_DATA SUPPLIED_:
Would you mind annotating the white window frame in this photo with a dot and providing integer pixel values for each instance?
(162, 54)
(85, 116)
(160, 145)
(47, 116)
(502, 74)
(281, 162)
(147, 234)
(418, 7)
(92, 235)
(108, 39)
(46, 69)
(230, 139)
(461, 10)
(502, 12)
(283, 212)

_THE REQUEST_: Reproduce every one of the rows above without changing anything.

_EXPECTED ANSWER_:
Would you mind annotating the white window frame in this photo with a dot and providing integer pixel values for each instance?
(162, 54)
(85, 116)
(160, 145)
(47, 116)
(502, 74)
(281, 162)
(147, 234)
(418, 7)
(92, 235)
(108, 39)
(46, 69)
(230, 139)
(461, 10)
(502, 12)
(283, 212)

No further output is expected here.